**TASK DETAILS**
Print all the rows below as a numbered list, skipping blank lines and omitting the pictures.

* Start *

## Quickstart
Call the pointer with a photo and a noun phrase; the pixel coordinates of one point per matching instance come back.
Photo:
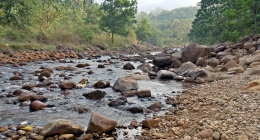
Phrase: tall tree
(144, 30)
(119, 16)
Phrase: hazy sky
(149, 5)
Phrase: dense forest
(169, 28)
(115, 23)
(225, 20)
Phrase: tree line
(164, 27)
(225, 20)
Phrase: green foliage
(144, 30)
(170, 28)
(118, 16)
(220, 20)
(49, 48)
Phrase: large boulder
(100, 123)
(227, 58)
(59, 127)
(194, 51)
(119, 101)
(187, 68)
(25, 96)
(164, 74)
(200, 73)
(102, 84)
(138, 77)
(95, 95)
(37, 105)
(157, 105)
(253, 58)
(163, 61)
(124, 84)
(128, 66)
(151, 123)
(67, 85)
(145, 67)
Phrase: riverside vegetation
(221, 101)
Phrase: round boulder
(59, 127)
(102, 84)
(37, 105)
(163, 61)
(67, 85)
(128, 66)
(124, 84)
(119, 101)
(95, 95)
(194, 51)
(100, 123)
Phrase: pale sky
(148, 5)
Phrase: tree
(119, 16)
(144, 30)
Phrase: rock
(128, 66)
(237, 46)
(129, 93)
(241, 137)
(3, 129)
(200, 73)
(82, 83)
(81, 110)
(254, 64)
(80, 65)
(138, 77)
(144, 93)
(25, 96)
(16, 78)
(59, 127)
(37, 105)
(119, 101)
(151, 123)
(100, 124)
(157, 105)
(124, 84)
(44, 74)
(102, 84)
(252, 71)
(66, 137)
(236, 70)
(199, 80)
(205, 134)
(136, 110)
(228, 58)
(28, 86)
(87, 137)
(39, 98)
(18, 92)
(67, 85)
(201, 62)
(216, 136)
(189, 79)
(213, 62)
(101, 66)
(253, 86)
(253, 58)
(163, 61)
(187, 68)
(95, 95)
(164, 74)
(145, 67)
(194, 51)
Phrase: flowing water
(12, 113)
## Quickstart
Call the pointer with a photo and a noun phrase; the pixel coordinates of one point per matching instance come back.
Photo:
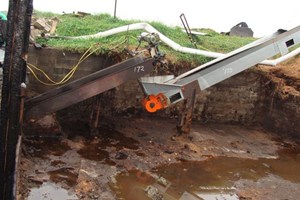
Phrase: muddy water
(49, 191)
(213, 178)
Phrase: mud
(145, 158)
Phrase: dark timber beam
(14, 70)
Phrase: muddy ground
(134, 156)
(145, 158)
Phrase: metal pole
(115, 12)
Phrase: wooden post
(185, 122)
(14, 73)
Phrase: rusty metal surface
(87, 87)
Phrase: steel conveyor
(89, 86)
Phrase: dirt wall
(249, 98)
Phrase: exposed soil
(140, 157)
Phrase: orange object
(153, 103)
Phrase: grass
(70, 25)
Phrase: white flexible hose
(147, 27)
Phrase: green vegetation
(70, 25)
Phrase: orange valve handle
(153, 103)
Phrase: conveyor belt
(86, 87)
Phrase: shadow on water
(213, 178)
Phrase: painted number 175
(138, 69)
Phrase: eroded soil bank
(243, 145)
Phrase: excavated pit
(243, 143)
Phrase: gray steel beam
(217, 70)
(88, 86)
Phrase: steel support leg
(185, 121)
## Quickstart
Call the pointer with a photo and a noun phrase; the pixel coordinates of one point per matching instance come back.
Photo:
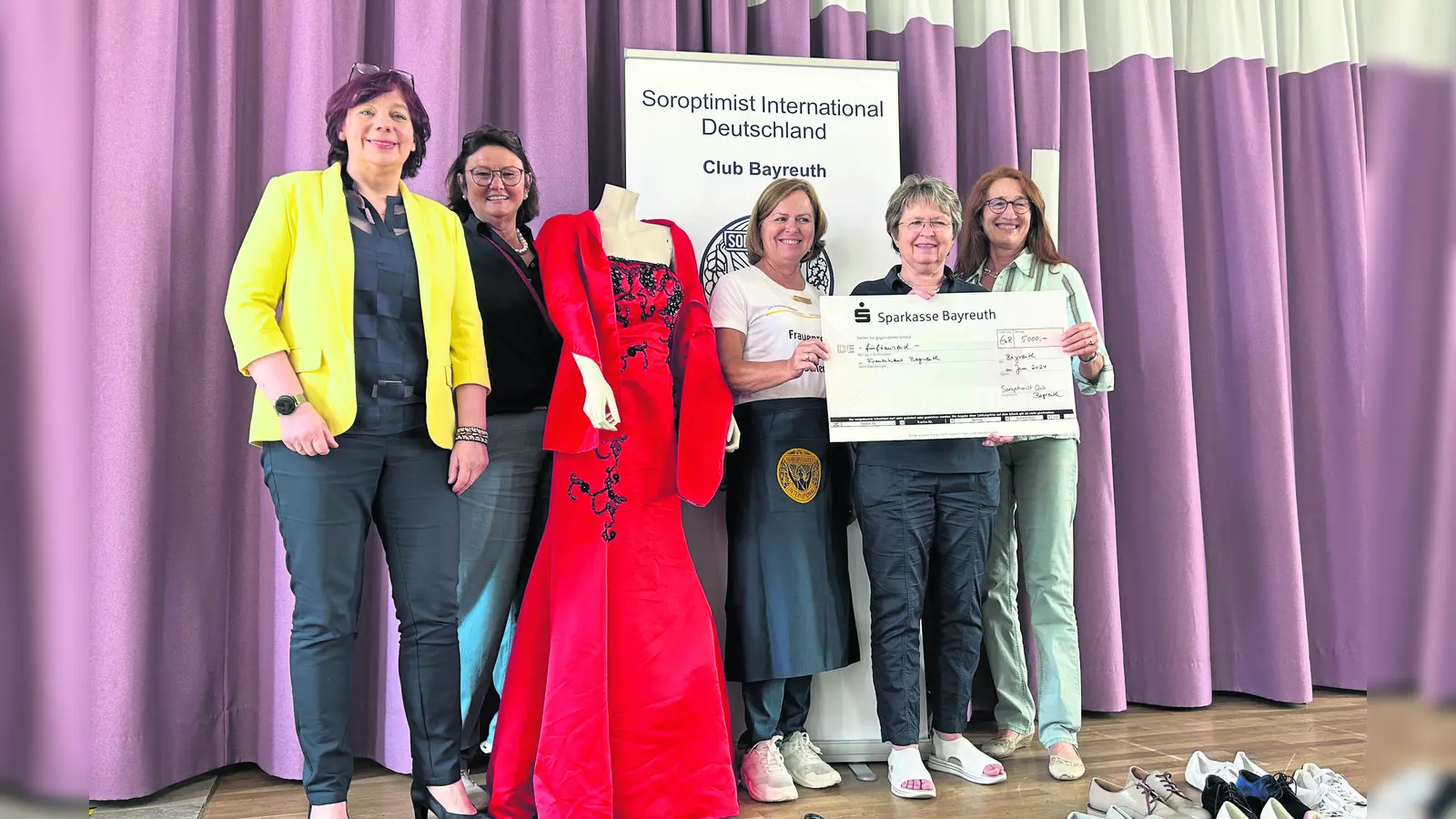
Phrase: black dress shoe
(426, 804)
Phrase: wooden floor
(1330, 732)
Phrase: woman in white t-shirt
(790, 610)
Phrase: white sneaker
(1136, 797)
(1200, 768)
(1167, 792)
(1334, 785)
(1244, 763)
(764, 775)
(1329, 793)
(803, 760)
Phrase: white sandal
(906, 765)
(961, 758)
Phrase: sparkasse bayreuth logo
(728, 251)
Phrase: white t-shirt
(774, 319)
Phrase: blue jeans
(502, 516)
(1038, 497)
(925, 550)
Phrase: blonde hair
(768, 200)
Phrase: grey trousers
(325, 506)
(925, 551)
(502, 516)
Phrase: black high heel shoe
(426, 804)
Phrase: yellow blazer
(298, 249)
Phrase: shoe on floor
(1329, 792)
(1222, 792)
(1200, 767)
(473, 792)
(1111, 814)
(1067, 770)
(805, 765)
(764, 775)
(1168, 792)
(1002, 748)
(1273, 787)
(1245, 763)
(1136, 797)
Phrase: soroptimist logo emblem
(728, 251)
(800, 474)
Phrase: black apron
(790, 610)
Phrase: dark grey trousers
(775, 707)
(925, 550)
(325, 506)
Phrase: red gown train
(615, 703)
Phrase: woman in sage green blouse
(1006, 247)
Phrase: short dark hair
(363, 87)
(475, 140)
(976, 245)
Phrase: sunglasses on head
(371, 69)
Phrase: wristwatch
(288, 404)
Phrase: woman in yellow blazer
(370, 409)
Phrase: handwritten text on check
(960, 365)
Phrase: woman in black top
(492, 187)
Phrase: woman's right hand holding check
(807, 358)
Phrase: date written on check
(960, 365)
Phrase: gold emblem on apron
(800, 474)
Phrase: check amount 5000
(954, 366)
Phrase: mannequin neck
(618, 210)
(623, 235)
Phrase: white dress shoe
(1167, 792)
(1200, 767)
(1136, 797)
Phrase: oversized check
(961, 365)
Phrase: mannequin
(625, 237)
(589, 678)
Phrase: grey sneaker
(803, 760)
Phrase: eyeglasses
(1019, 205)
(510, 177)
(371, 69)
(919, 225)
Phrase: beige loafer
(1067, 770)
(1004, 748)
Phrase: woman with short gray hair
(926, 511)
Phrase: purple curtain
(1410, 452)
(1215, 212)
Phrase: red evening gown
(615, 702)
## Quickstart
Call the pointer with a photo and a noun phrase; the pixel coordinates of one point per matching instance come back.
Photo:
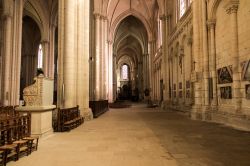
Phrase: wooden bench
(14, 129)
(69, 118)
(99, 107)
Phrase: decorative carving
(245, 70)
(33, 94)
(226, 92)
(248, 91)
(188, 84)
(225, 75)
(232, 6)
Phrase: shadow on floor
(199, 143)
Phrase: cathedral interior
(132, 82)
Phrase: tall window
(159, 31)
(182, 7)
(40, 57)
(124, 72)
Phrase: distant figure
(39, 71)
(146, 94)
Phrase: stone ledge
(35, 108)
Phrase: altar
(38, 99)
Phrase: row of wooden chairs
(15, 139)
(69, 118)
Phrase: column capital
(6, 16)
(97, 16)
(163, 17)
(232, 6)
(211, 24)
(44, 41)
(110, 42)
(190, 40)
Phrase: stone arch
(133, 35)
(34, 10)
(214, 8)
(121, 17)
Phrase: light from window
(182, 7)
(40, 57)
(124, 72)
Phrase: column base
(87, 114)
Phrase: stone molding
(232, 6)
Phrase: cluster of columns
(11, 58)
(204, 28)
(146, 67)
(73, 76)
(102, 60)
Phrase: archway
(130, 48)
(31, 48)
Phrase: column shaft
(69, 59)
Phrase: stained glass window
(124, 72)
(40, 57)
(182, 7)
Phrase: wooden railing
(99, 107)
(68, 118)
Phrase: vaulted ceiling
(130, 39)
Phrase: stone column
(211, 26)
(51, 57)
(102, 63)
(106, 58)
(196, 74)
(18, 50)
(46, 59)
(114, 78)
(232, 8)
(205, 55)
(97, 58)
(7, 59)
(151, 69)
(182, 56)
(69, 54)
(110, 73)
(83, 59)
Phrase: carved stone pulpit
(38, 99)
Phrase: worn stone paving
(140, 136)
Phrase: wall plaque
(248, 91)
(225, 75)
(245, 70)
(226, 92)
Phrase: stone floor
(140, 136)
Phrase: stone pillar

* End *

**REPLY**
1. ## Quickstart
2. Call the pointer with a photo and a noun phrase; the pixel coordinates of one point per matching instance come back.
3. Photo:
4. Phrase: tall tree
5. (144, 30)
6. (119, 16)
7. Phrase: hazy sky
8. (149, 5)
9. Phrase: dense forest
10. (169, 28)
11. (115, 23)
12. (225, 20)
13. Phrase: tree line
14. (164, 27)
15. (225, 20)
16. Phrase: green foliage
17. (144, 30)
18. (170, 28)
19. (118, 16)
20. (220, 20)
21. (49, 48)
22. Phrase: large boulder
23. (100, 123)
24. (227, 58)
25. (59, 127)
26. (194, 51)
27. (119, 101)
28. (187, 68)
29. (25, 96)
30. (164, 74)
31. (200, 73)
32. (102, 84)
33. (138, 77)
34. (95, 95)
35. (37, 105)
36. (157, 105)
37. (253, 58)
38. (163, 61)
39. (124, 84)
40. (128, 66)
41. (151, 123)
42. (67, 85)
43. (145, 67)
44. Phrase: riverside vegetation
45. (221, 101)
46. Phrase: round boulder
47. (59, 127)
48. (102, 84)
49. (37, 105)
50. (163, 61)
51. (67, 85)
52. (128, 66)
53. (124, 84)
54. (119, 101)
55. (95, 95)
56. (194, 51)
57. (100, 123)
58. Phrase: pale sky
59. (148, 5)
60. Phrase: tree
61. (119, 16)
62. (144, 30)
63. Phrase: rock
64. (128, 66)
65. (237, 46)
66. (129, 93)
67. (241, 137)
68. (3, 129)
69. (200, 73)
70. (82, 83)
71. (81, 110)
72. (254, 64)
73. (80, 65)
74. (138, 77)
75. (144, 93)
76. (25, 96)
77. (16, 78)
78. (59, 127)
79. (37, 105)
80. (119, 101)
81. (151, 123)
82. (100, 124)
83. (157, 105)
84. (124, 84)
85. (44, 74)
86. (102, 84)
87. (252, 71)
88. (66, 137)
89. (236, 70)
90. (199, 80)
91. (205, 134)
92. (136, 110)
93. (228, 58)
94. (28, 86)
95. (87, 137)
96. (39, 98)
97. (18, 92)
98. (67, 85)
99. (201, 62)
100. (216, 136)
101. (189, 79)
102. (213, 62)
103. (101, 66)
104. (253, 86)
105. (253, 58)
106. (163, 61)
107. (187, 68)
108. (95, 95)
109. (164, 74)
110. (145, 67)
111. (194, 51)
112. Phrase: flowing water
113. (12, 113)
114. ## Quickstart
115. Call the pointer with a photo and a noun phrase; the pixel coordinates of one point per matching instance come back.
116. Photo:
117. Phrase: muddy water
118. (49, 191)
119. (213, 178)
120. Phrase: mud
121. (145, 158)
122. Phrase: dark timber beam
123. (14, 70)
124. Phrase: muddy ground
125. (134, 156)
126. (145, 158)
127. Phrase: metal pole
128. (115, 12)
129. Phrase: wooden post
130. (185, 122)
131. (14, 73)
132. Phrase: rusty metal surface
133. (87, 87)
134. Phrase: steel conveyor
135. (89, 86)
136. Phrase: dirt wall
137. (249, 98)
138. Phrase: exposed soil
139. (140, 157)
140. Phrase: orange object
141. (153, 103)
142. Phrase: grass
143. (70, 25)
144. Phrase: white flexible hose
145. (147, 27)
146. Phrase: green vegetation
147. (70, 25)
148. Phrase: orange valve handle
149. (153, 103)
150. Phrase: conveyor belt
151. (86, 87)
152. Phrase: shadow on water
153. (213, 178)
154. Phrase: painted number 175
155. (138, 69)
156. Phrase: eroded soil bank
157. (243, 145)
158. Phrase: excavated pit
159. (243, 143)
160. Phrase: gray steel beam
161. (217, 70)
162. (88, 86)
163. Phrase: steel support leg
164. (185, 121)
165. ## Quickstart
166. Call the pointer with a photo and a noun phrase; the pixel coordinates of one point per matching instance come back.
167. Photo:
168. Phrase: black dress shoe
169. (426, 804)
170. Phrase: wooden floor
171. (1330, 732)
172. Phrase: woman in white t-shirt
173. (790, 610)
174. Phrase: white sneaker
175. (1136, 797)
176. (1200, 768)
177. (1167, 792)
178. (1334, 785)
179. (1244, 763)
180. (764, 775)
181. (1329, 793)
182. (803, 760)
183. Phrase: white sandal
184. (906, 765)
185. (961, 758)
186. Phrase: sparkasse bayreuth logo
187. (728, 251)
188. Phrase: white t-shirt
189. (774, 319)
190. Phrase: blue jeans
191. (502, 516)
192. (1038, 497)
193. (925, 550)
194. Phrase: blonde hair
195. (768, 200)
196. Phrase: grey trousers
197. (325, 506)
198. (925, 551)
199. (502, 516)
200. Phrase: black high heel shoe
201. (426, 804)
202. Phrase: yellow blazer
203. (298, 249)
204. Phrase: shoe on floor
205. (1329, 792)
206. (1222, 792)
207. (1200, 767)
208. (473, 792)
209. (1111, 814)
210. (1067, 770)
211. (805, 765)
212. (764, 775)
213. (1168, 792)
214. (1002, 748)
215. (1273, 787)
216. (1245, 763)
217. (1136, 797)
218. Phrase: soroptimist logo emblem
219. (728, 251)
220. (800, 474)
221. Phrase: black apron
222. (790, 610)
223. Phrase: dark grey trousers
224. (775, 707)
225. (925, 550)
226. (325, 506)
227. Phrase: red gown train
228. (615, 703)
229. Phrase: woman in sage green blouse
230. (1006, 247)
231. Phrase: short dark hair
232. (363, 87)
233. (475, 140)
234. (976, 245)
235. Phrase: sunglasses on head
236. (371, 69)
237. Phrase: wristwatch
238. (288, 404)
239. Phrase: woman in yellow blazer
240. (370, 409)
241. Phrase: handwritten text on check
242. (960, 365)
243. Phrase: woman in black top
244. (492, 187)
245. Phrase: woman's right hand holding check
246. (807, 358)
247. Phrase: date written on check
248. (960, 365)
249. Phrase: gold emblem on apron
250. (800, 474)
251. Phrase: check amount 5000
252. (954, 366)
253. Phrase: mannequin neck
254. (618, 210)
255. (623, 235)
256. Phrase: white dress shoe
257. (1167, 792)
258. (1200, 767)
259. (1136, 797)
260. Phrase: oversized check
261. (961, 365)
262. Phrase: mannequin
263. (625, 237)
264. (589, 678)
265. Phrase: grey sneaker
266. (803, 760)
267. Phrase: eyeglasses
268. (1019, 205)
269. (510, 177)
270. (371, 69)
271. (919, 225)
272. Phrase: beige loafer
273. (1067, 770)
274. (1004, 748)
275. Phrase: woman with short gray hair
276. (926, 511)
277. Phrase: purple curtain
278. (1410, 452)
279. (1215, 212)
280. Phrase: red evening gown
281. (615, 702)
282. ## Quickstart
283. Call the pointer with a photo and a noun phrase; the pixel coordinates of one point per matching instance come back.
284. Photo:
285. Phrase: wooden bench
286. (14, 129)
287. (69, 118)
288. (99, 107)
289. Phrase: decorative carving
290. (245, 70)
291. (33, 94)
292. (226, 92)
293. (248, 91)
294. (188, 84)
295. (225, 75)
296. (232, 6)
297. Phrase: shadow on floor
298. (199, 143)
299. Phrase: cathedral interior
300. (132, 82)
301. Phrase: tall window
302. (159, 31)
303. (182, 7)
304. (40, 57)
305. (124, 72)
306. Phrase: distant figure
307. (39, 71)
308. (146, 94)
309. Phrase: stone ledge
310. (35, 108)
311. Phrase: altar
312. (38, 99)
313. Phrase: row of wooden chairs
314. (15, 139)
315. (69, 118)
316. Phrase: column capital
317. (6, 16)
318. (97, 16)
319. (163, 17)
320. (232, 6)
321. (211, 24)
322. (44, 41)
323. (110, 42)
324. (190, 40)
325. Phrase: stone arch
326. (133, 35)
327. (34, 10)
328. (214, 8)
329. (121, 17)
330. Phrase: light from window
331. (182, 7)
332. (40, 57)
333. (124, 72)
334. Phrase: column base
335. (87, 114)
336. Phrase: stone molding
337. (232, 6)
338. Phrase: cluster of columns
339. (11, 58)
340. (204, 28)
341. (146, 67)
342. (73, 76)
343. (102, 60)
344. Phrase: archway
345. (130, 48)
346. (31, 48)
347. Phrase: column shaft
348. (69, 59)
349. Phrase: stained glass window
350. (124, 72)
351. (40, 57)
352. (182, 7)
353. Phrase: wooden railing
354. (99, 107)
355. (68, 118)
356. Phrase: vaulted ceiling
357. (130, 39)
358. Phrase: stone column
359. (211, 26)
360. (51, 57)
361. (102, 63)
362. (106, 58)
363. (196, 74)
364. (18, 50)
365. (46, 59)
366. (114, 78)
367. (232, 8)
368. (205, 55)
369. (97, 58)
370. (7, 59)
371. (151, 69)
372. (182, 56)
373. (69, 54)
374. (110, 73)
375. (83, 59)
376. Phrase: carved stone pulpit
377. (38, 99)
378. Phrase: worn stone paving
379. (140, 136)
380. Phrase: wall plaque
381. (248, 91)
382. (225, 75)
383. (245, 70)
384. (226, 92)
385. Phrase: stone floor
386. (140, 136)
387. Phrase: stone pillar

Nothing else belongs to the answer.